- [What is required]
Begin at the line that has "Where can the flower" and go through the last line below. Write out every line in that stretch again, and add 49 to each coordinate number in the answers.

- [Input]
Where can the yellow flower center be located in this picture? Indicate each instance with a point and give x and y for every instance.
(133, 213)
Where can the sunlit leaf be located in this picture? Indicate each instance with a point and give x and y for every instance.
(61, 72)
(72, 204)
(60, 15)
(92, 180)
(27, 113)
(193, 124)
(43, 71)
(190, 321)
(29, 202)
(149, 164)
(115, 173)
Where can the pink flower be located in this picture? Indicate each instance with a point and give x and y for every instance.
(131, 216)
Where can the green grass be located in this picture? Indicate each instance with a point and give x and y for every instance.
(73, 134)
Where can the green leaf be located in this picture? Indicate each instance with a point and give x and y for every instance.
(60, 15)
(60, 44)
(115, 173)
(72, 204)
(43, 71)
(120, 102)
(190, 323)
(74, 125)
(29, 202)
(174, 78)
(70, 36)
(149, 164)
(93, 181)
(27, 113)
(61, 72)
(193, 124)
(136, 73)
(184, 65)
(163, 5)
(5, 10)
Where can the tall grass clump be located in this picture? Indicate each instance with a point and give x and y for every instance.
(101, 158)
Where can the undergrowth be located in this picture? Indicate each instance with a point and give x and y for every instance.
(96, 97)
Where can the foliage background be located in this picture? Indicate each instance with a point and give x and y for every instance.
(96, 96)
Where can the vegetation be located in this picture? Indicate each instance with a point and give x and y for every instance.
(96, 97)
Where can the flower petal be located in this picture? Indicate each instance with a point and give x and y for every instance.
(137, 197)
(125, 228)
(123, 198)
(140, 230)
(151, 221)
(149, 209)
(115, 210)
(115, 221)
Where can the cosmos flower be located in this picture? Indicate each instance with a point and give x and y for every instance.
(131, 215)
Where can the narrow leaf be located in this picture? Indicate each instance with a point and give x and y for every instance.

- [Correct response]
Where can the flower petal be located in this picture? Indicate each instance with a point and give x and y for every instance.
(186, 246)
(174, 277)
(172, 247)
(189, 279)
(200, 270)
(198, 258)
(164, 259)
(164, 270)
Where can the cosmos flower be located in this picture? Indicate each instance with a point and give x and y for every instance.
(180, 264)
Where can the narrow leaf be located in this picture? Indicate each instance with a point and give x and y for every instance.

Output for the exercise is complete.